* Problem *
Everything in the listing must be transcribed exactly, from the first line to the last.

______

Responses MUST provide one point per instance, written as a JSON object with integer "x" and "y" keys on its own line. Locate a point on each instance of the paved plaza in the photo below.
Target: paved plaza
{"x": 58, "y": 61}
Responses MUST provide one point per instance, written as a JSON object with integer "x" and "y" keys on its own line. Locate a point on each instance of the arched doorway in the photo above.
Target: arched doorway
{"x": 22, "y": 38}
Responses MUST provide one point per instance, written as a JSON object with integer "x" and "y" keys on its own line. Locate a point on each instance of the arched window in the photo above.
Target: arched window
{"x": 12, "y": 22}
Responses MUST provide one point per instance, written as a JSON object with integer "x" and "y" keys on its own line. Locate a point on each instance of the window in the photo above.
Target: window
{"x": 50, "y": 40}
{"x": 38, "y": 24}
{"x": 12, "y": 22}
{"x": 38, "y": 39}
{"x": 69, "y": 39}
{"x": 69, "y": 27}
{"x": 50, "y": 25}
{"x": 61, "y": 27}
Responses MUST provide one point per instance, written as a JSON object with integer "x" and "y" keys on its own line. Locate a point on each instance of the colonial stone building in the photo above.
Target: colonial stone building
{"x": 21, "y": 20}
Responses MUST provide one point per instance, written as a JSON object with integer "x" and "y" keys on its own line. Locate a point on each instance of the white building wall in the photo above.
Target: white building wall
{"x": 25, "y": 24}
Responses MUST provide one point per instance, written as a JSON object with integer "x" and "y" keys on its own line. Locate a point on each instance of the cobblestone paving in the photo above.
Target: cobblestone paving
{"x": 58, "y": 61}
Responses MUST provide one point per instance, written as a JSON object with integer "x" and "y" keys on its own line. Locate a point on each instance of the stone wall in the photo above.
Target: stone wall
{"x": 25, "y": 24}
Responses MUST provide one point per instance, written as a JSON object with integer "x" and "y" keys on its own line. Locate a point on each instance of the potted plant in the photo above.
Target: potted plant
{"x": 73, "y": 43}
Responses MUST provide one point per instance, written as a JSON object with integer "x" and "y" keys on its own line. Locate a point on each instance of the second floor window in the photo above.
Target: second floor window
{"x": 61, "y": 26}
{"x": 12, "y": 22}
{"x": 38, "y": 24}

______

* Expected answer *
Responses MUST provide one point per instance, written as a JSON object with integer "x" and "y" keys on its own line. Locate a point on each instance of the paved plaza in the photo below.
Target: paved plaza
{"x": 58, "y": 61}
Responses MUST provide one point per instance, written as a JSON object with integer "x" and "y" keys on its own line. Locate a point on each instance of the arched doorway in the photo above.
Target: arched doorway
{"x": 22, "y": 38}
Responses MUST provide one point per instance, written as a JSON object with integer "x" and "y" keys on its own line. Locate a point on each instance of the arched window in the photo above.
Target: arched window
{"x": 12, "y": 22}
Responses MUST provide one point per instance, written as a JSON object with integer "x" and "y" keys on its own line. Locate a point on each instance of the window in the photo above.
Target: window
{"x": 50, "y": 40}
{"x": 38, "y": 24}
{"x": 12, "y": 22}
{"x": 38, "y": 39}
{"x": 69, "y": 39}
{"x": 69, "y": 27}
{"x": 50, "y": 25}
{"x": 61, "y": 27}
Responses MUST provide one point per instance, written as a JSON object with integer "x" and "y" keys on its own line. Locate a point on each instance of the colonial stone building in the photo above.
Target: colonial stone building
{"x": 21, "y": 20}
Responses MUST provide one point per instance, written as a JSON object with integer "x" and "y" keys on its own line. Locate a point on each instance of the white building wall in the photo above.
Target: white building wall
{"x": 25, "y": 24}
Responses MUST provide one point per instance, written as a JSON object with integer "x" and "y" keys on its own line. Locate a point on each instance of the cobblestone paving in the photo above.
Target: cobblestone paving
{"x": 58, "y": 61}
Responses MUST provide one point per instance, written as a JSON object with integer "x" and "y" keys on its own line. Locate a point on each instance of the stone wall in the photo above.
Target: stone wall
{"x": 25, "y": 24}
Responses MUST provide one point per instance, written as a JSON object with integer "x" and "y" keys on its own line. Locate a point on each instance of the potted plant in the photo above.
Target: potted plant
{"x": 73, "y": 43}
Responses MUST provide one point per instance, written as a JSON object with integer "x" and "y" keys on its own line. Locate a point on each instance of the second floor window in the photo above.
Target: second floor window
{"x": 61, "y": 26}
{"x": 12, "y": 22}
{"x": 38, "y": 24}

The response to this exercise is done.